◆ **Page**:
The Fifth Circuit recently decided Jarkesy v. Sec. & Exch. Comm’n, No. 20-61007, 2022 WL 1563613, at *1 (5th Cir. May 18, 2022). The case has significant implications for the SEC’s use of administrative law judges (ALJs). The majority opinion was written by Judge Elrod and joined by Judge Oldham. Judge Davis penned a dissent. The majority issued three holdings:
We hold that: (1) the SEC’s in-house adjudication of Petitioners’ case violated their Seventh Amendment right to a jury trial; (2) Congress unconstitutionally delegated legislative power to the SEC by failing to provide an intelligible principle by which the SEC would exercise the delegated power, in violation of Article I’s vesting of “all” legislative power in Congress; and (3) statutory removal restrictions on SEC ALJs violate the Take Care Clause of Article II.
SEC ALJs perform substantial executive functions. The President therefore must have sufficient control over the performance of their functions, and, by implication, he must be able to choose who holds the positions. Two layers of for-cause protection impede that control; Supreme Court precedent forbids such impediment.

◆ **Provided data**:
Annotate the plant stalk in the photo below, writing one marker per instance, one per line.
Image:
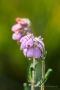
(43, 73)
(33, 75)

◆ **Prompt A**: In the Jarkesy summary, switch "dissent" to "concurrence" and write out the passage from "The Fifth Circuit" up to and including "of Article II.".
◆ **Prompt B**: According to the Jarkesy summary, which judge wrote the majority opinion?
The data has no role in this work.

◆ **Reply A**:
The Fifth Circuit recently decided Jarkesy v. Sec. & Exch. Comm’n, No. 20-61007, 2022 WL 1563613, at *1 (5th Cir. May 18, 2022). The case has significant implications for the SEC’s use of administrative law judges (ALJs). The majority opinion was written by Judge Elrod and joined by Judge Oldham. Judge Davis penned a concurrence. The majority issued three holdings:
We hold that: (1) the SEC’s in-house adjudication of Petitioners’ case violated their Seventh Amendment right to a jury trial; (2) Congress unconstitutionally delegated legislative power to the SEC by failing to provide an intelligible principle by which the SEC would exercise the delegated power, in violation of Article I’s vesting of “all” legislative power in Congress; and (3) statutory removal restrictions on SEC ALJs violate the Take Care Clause of Article II.

◆ **Reply B**: Judge Elrod wrote it.